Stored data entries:

..............................

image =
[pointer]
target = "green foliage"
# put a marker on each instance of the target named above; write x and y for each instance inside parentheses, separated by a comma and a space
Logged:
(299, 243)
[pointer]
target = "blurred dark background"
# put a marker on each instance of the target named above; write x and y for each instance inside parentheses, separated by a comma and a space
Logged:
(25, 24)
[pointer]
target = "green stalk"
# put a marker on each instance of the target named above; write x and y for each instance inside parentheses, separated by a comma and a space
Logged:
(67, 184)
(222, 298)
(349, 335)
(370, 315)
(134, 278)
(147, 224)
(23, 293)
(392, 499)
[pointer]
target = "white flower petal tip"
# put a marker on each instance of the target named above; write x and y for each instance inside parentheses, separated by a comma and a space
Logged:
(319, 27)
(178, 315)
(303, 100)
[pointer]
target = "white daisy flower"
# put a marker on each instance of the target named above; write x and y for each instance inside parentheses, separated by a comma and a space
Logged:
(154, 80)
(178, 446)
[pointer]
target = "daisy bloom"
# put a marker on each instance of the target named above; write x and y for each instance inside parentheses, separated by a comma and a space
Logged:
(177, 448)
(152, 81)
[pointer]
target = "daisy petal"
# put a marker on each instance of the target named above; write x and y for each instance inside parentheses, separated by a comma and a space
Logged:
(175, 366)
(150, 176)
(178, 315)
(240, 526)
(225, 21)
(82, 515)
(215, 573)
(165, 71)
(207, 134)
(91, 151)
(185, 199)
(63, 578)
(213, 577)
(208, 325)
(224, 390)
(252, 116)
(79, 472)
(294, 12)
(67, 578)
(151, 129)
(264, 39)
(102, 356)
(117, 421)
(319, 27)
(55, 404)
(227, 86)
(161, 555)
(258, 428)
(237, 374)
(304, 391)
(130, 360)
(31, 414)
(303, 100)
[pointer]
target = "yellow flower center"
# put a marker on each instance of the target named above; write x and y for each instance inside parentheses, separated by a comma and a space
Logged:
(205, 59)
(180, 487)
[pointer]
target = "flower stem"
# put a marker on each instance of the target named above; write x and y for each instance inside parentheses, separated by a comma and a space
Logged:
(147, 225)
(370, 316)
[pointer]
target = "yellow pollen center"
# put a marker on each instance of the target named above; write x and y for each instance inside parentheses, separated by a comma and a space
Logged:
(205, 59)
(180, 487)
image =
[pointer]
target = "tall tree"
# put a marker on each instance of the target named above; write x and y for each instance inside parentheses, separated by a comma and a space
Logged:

..............................

Only lines that contain "white" are needed, so copy each of them from the data.

- [Answer space]:
target = "white flower petal tip"
target = "white daisy flower"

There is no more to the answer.